Task details:
Copy every line of the data below that contains the word "white". Case counts.

Records for processing:
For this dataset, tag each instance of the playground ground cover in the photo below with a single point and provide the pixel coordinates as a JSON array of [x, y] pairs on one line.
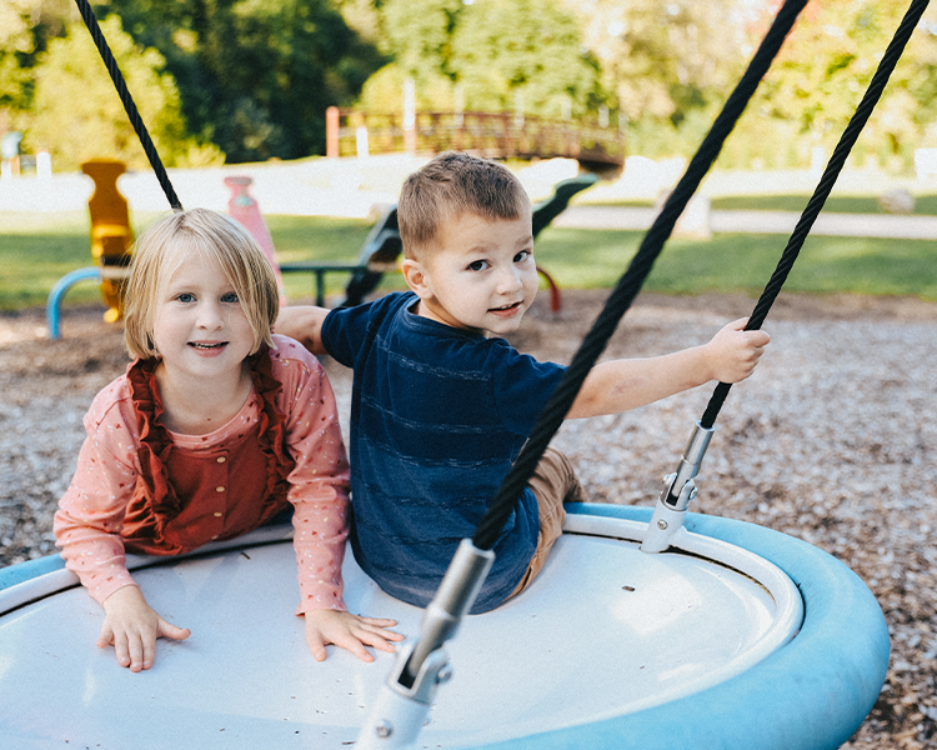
[[37, 249], [831, 441]]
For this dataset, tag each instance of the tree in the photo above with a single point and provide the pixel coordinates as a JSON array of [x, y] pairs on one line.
[[255, 76], [526, 54], [501, 54], [827, 64], [78, 114], [667, 66]]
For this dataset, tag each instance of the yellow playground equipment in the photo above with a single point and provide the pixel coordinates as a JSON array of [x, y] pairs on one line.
[[111, 244]]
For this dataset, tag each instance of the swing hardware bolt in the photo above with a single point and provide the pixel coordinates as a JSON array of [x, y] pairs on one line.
[[682, 489], [444, 674]]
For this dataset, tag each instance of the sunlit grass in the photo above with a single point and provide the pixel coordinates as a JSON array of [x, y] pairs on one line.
[[36, 252]]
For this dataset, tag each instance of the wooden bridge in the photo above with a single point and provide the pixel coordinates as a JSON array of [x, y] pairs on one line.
[[500, 136]]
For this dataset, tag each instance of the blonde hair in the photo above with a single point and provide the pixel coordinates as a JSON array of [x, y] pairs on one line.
[[450, 185], [162, 249]]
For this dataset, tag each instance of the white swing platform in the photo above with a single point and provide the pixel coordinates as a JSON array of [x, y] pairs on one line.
[[744, 638]]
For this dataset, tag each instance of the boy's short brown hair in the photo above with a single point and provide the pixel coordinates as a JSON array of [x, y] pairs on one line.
[[161, 250], [450, 185]]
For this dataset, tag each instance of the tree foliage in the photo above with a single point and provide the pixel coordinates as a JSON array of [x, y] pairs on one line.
[[522, 54], [828, 63], [255, 76], [78, 115]]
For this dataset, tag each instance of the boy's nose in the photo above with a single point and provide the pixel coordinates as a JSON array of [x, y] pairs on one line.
[[509, 280]]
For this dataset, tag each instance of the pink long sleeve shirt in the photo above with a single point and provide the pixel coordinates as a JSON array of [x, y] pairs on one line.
[[218, 501]]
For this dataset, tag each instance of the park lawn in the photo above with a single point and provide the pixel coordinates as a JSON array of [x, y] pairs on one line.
[[36, 251], [924, 205], [743, 262]]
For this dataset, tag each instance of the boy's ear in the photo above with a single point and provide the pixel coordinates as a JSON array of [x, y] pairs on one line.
[[416, 277]]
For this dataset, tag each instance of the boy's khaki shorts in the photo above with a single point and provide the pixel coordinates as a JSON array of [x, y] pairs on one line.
[[553, 483]]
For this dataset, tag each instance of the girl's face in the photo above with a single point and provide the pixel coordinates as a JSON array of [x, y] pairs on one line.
[[199, 327]]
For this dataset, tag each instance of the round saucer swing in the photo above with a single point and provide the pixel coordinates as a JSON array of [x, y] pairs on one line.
[[648, 627]]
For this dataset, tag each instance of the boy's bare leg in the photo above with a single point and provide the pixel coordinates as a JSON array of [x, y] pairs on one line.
[[554, 482]]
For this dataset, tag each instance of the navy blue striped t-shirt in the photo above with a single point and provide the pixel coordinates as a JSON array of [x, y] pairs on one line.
[[438, 416]]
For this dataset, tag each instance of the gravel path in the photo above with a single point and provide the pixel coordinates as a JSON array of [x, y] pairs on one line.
[[833, 441]]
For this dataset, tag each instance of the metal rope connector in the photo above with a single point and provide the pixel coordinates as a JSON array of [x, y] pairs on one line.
[[679, 490], [404, 701]]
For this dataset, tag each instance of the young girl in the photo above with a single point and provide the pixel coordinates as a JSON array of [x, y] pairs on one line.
[[216, 427]]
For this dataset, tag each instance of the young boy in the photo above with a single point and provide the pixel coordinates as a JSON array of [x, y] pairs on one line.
[[441, 406]]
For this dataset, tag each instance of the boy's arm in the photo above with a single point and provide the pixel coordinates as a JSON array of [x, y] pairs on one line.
[[303, 323], [620, 385]]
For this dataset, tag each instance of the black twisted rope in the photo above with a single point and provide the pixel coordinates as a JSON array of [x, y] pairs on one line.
[[850, 135], [120, 84], [630, 283]]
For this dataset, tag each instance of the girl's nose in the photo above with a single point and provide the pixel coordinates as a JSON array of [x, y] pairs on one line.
[[209, 316]]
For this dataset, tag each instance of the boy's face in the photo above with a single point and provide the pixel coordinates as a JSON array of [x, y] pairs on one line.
[[479, 275]]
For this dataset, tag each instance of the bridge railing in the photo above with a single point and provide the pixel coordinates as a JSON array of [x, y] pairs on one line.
[[502, 135]]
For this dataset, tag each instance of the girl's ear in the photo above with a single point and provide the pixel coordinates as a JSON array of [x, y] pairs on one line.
[[416, 277]]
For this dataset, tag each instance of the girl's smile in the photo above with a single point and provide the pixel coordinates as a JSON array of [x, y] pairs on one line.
[[200, 329]]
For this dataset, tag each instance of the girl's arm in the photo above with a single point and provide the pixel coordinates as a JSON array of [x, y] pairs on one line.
[[87, 528], [319, 494], [620, 385]]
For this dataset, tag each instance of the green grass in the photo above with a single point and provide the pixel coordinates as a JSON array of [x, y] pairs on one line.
[[36, 250], [846, 204], [743, 262], [924, 205]]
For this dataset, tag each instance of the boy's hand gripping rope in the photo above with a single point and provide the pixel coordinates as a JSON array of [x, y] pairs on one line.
[[470, 565], [117, 77], [679, 488]]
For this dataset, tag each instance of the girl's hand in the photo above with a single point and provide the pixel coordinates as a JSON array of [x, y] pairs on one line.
[[348, 631], [132, 627]]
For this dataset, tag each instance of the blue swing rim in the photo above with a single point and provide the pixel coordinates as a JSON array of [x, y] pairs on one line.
[[812, 694]]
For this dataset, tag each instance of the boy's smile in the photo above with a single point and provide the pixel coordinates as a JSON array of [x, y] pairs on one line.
[[478, 274]]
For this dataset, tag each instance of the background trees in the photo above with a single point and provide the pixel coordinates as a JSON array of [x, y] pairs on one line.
[[251, 79]]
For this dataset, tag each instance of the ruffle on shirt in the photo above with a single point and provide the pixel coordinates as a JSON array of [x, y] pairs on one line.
[[151, 519]]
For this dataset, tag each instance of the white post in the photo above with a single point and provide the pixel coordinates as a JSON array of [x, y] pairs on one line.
[[43, 165]]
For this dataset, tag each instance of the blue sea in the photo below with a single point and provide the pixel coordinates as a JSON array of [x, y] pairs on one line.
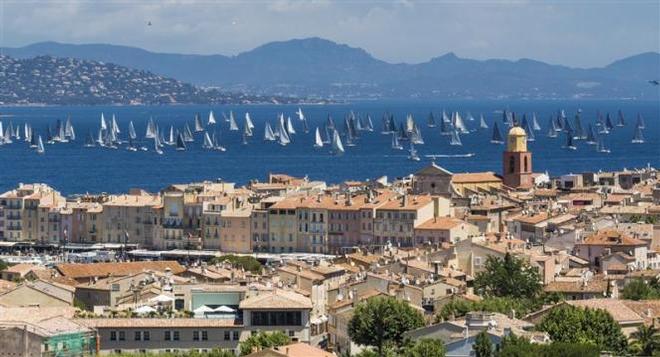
[[71, 168]]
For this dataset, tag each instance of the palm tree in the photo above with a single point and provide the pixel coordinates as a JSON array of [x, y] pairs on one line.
[[647, 340]]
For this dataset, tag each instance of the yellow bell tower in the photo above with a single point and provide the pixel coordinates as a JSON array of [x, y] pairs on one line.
[[517, 161], [517, 140]]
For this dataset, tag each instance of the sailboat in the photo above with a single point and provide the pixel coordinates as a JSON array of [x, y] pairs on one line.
[[180, 143], [431, 121], [413, 153], [482, 122], [289, 126], [157, 145], [89, 143], [455, 139], [211, 120], [40, 146], [199, 127], [232, 122], [638, 138], [621, 121], [268, 133], [216, 144], [640, 122], [496, 138], [337, 146], [600, 146], [569, 141], [318, 142], [591, 135], [208, 143], [395, 142]]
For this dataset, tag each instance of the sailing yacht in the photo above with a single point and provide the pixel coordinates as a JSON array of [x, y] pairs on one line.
[[496, 138], [482, 122], [569, 141], [337, 146], [180, 143], [89, 143], [600, 146], [232, 122], [208, 144], [413, 153], [621, 121], [318, 142], [268, 133], [455, 139], [638, 138], [431, 121], [395, 142], [40, 146], [211, 120], [199, 127]]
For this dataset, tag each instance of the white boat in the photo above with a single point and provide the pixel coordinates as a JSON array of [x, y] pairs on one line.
[[232, 122], [208, 143], [337, 147], [318, 142], [289, 126], [268, 133], [40, 146], [211, 120], [395, 142], [413, 153]]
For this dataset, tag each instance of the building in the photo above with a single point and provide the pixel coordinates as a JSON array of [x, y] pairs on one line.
[[517, 161]]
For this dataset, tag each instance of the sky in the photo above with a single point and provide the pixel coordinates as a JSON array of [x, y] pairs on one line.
[[582, 33]]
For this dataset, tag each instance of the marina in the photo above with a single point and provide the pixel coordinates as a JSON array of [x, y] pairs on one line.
[[100, 148]]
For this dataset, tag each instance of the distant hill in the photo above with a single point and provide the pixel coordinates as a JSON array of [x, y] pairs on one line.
[[53, 80], [318, 67]]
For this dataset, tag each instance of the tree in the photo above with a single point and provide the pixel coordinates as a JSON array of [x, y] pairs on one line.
[[263, 340], [646, 340], [639, 289], [508, 276], [425, 347], [483, 347], [572, 324], [248, 263], [383, 320]]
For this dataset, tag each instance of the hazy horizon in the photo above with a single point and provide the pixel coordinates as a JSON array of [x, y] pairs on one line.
[[577, 34]]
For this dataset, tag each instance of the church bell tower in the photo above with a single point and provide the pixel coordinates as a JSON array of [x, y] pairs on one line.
[[517, 161]]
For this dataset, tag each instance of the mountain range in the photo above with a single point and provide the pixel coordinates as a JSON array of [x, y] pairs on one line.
[[316, 67]]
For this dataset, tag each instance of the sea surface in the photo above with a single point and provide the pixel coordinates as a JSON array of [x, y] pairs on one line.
[[71, 168]]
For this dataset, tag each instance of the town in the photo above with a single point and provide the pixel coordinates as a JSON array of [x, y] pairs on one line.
[[297, 267]]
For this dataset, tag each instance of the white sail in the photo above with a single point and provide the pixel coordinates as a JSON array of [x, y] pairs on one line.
[[232, 122], [337, 146], [248, 121], [289, 126], [318, 142], [268, 133], [40, 146], [131, 130], [208, 144]]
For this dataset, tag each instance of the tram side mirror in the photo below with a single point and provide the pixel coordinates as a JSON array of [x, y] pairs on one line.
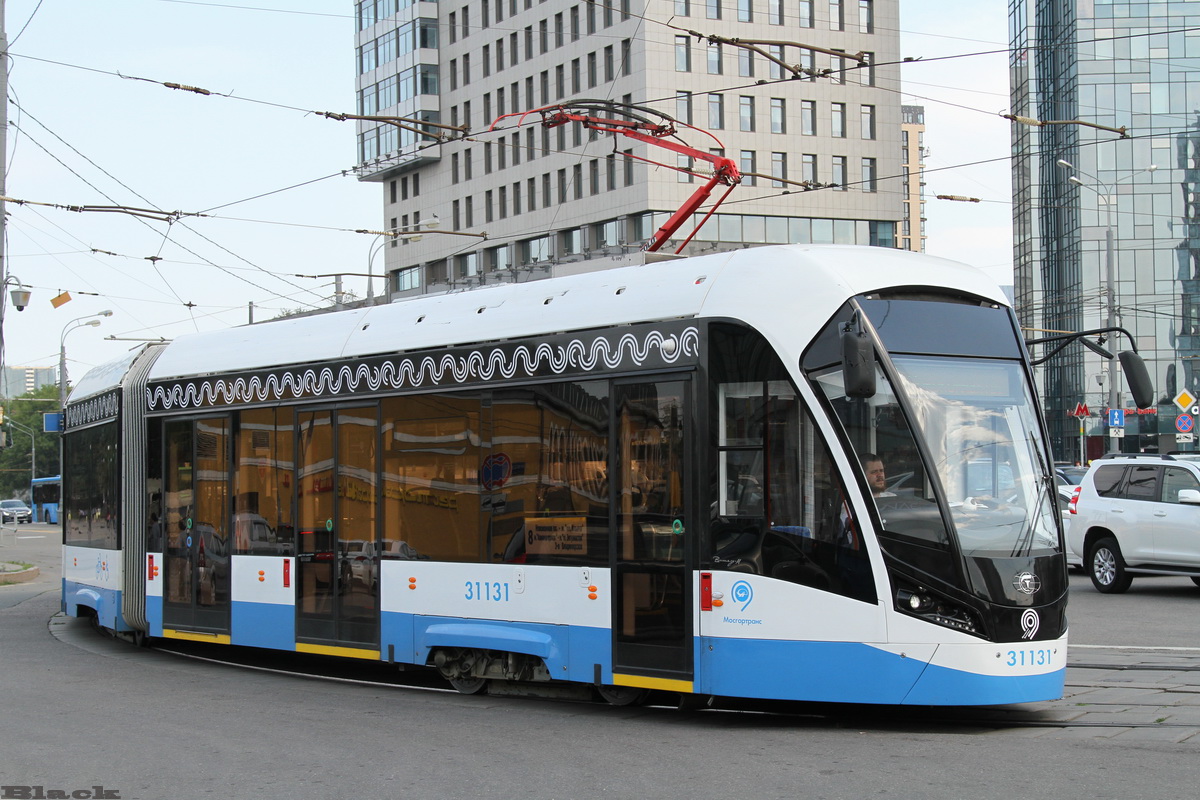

Reply to the task:
For this dataset, tag each instance of the white swing platform in the photo above with a single point and provide the pixel coordinates as a JSON array of [x, y] pairs on one line.
For this dataset, tag each instance of the white post in the photo above with a single point and provide the pixel coordinates as a JSON array of [x, y] pairs on one line.
For this dataset, tag each instance of the white boat in the photo above with a single point and provide the pixel coordinates as a JSON array of [x, y] pairs on one line.
For this dataset, tag each instance of the white sail in the photo above with a single point and provide the pixel coordinates as a JSON array of [x, y] pairs on one line.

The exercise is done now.